* Given task
Edit the data below by replacing every instance of "queried object" with "requested object" and keeping everything else unchanged. Leave the pictures out of your version.

* Information provided
····················
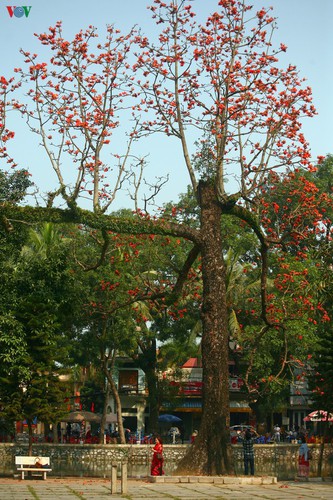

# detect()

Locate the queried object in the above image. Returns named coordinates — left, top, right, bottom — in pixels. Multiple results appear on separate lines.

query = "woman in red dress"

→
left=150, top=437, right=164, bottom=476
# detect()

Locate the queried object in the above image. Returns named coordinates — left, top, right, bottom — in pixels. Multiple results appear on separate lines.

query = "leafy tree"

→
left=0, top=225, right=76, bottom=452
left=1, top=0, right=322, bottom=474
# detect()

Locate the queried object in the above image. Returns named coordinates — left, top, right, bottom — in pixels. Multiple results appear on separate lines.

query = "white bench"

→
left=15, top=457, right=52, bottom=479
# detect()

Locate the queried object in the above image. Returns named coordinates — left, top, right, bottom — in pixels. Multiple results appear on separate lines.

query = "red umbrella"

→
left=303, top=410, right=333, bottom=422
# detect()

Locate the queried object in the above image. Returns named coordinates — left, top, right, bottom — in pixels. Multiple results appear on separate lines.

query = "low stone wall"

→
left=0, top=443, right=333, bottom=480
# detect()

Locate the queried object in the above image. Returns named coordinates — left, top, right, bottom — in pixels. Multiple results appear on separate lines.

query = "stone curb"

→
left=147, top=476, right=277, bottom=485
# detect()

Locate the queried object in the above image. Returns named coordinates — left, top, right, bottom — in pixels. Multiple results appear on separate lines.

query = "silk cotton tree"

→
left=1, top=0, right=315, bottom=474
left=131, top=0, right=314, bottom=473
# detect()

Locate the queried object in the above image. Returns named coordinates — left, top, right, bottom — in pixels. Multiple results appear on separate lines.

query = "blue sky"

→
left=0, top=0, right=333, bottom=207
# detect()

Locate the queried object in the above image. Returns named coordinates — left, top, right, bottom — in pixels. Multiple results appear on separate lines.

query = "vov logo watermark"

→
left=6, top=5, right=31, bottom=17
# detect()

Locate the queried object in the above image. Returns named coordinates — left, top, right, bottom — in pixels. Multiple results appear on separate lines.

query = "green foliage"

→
····················
* Correct response
# detect()

Locate the requested object in the above image. Returns named coordinates — left, top, right, bottom — in pixels. Multiple results appear on separate lines.

query = "woman in red dress"

→
left=150, top=437, right=164, bottom=476
# detect()

Locate the requested object in the above image. Returns named coordinates — left, top, right, bottom — in pixels. Multiple results appear on separate lines.

query = "leafy tree"

→
left=0, top=225, right=76, bottom=452
left=1, top=0, right=322, bottom=474
# detect()

Locate the requested object in the above image. Returns named coordinates — left, top, right, bottom — in pixels. Multiple results appear on separate lines.

query = "white bench"

→
left=15, top=457, right=52, bottom=479
# detect()

Locate the requested object in the above image. Returns named coordinates — left, top, right, bottom — in pixels. Multiple results appear on separate lines.

query = "red umbrella"

→
left=303, top=410, right=333, bottom=422
# detect()

Locate the requested object in the above image. Returns named coordinates — left, top, right, bottom — in pixels. Multiple results appear on separate lines.

query = "low stone wall"

→
left=0, top=443, right=333, bottom=480
# detect()

Locate the requested object in the above image. Returns named coordinates — left, top, right, bottom — in pixels. Multiple results appear on separate lines.

query = "stone curb"

→
left=147, top=476, right=277, bottom=485
# detect()

Locate the requested object in the above image. Returns named coordinates — left, top, right, bottom — in pixels. Multiple results appear on separate lines.

query = "silk cotton tree"

→
left=1, top=0, right=315, bottom=474
left=131, top=0, right=314, bottom=473
# detect()

Locate the requested object in the above image. Returns named coordinates — left, top, right, bottom — in pixels. Multiple results appear on separate lines.

query = "blue sky"

→
left=0, top=0, right=333, bottom=207
# detect()

Locate the requested object in the above image. Returns named coordinates — left, top, right, bottom — in pixels. Multiple results appear on separate lines.

query = "vov logo watermark"

→
left=6, top=5, right=31, bottom=17
# detect()

Locate the requested object in the above image. Returns named coordinates — left, top, right, bottom — in pixels. Multiple results appear on separate lines.

query = "green foliage"

→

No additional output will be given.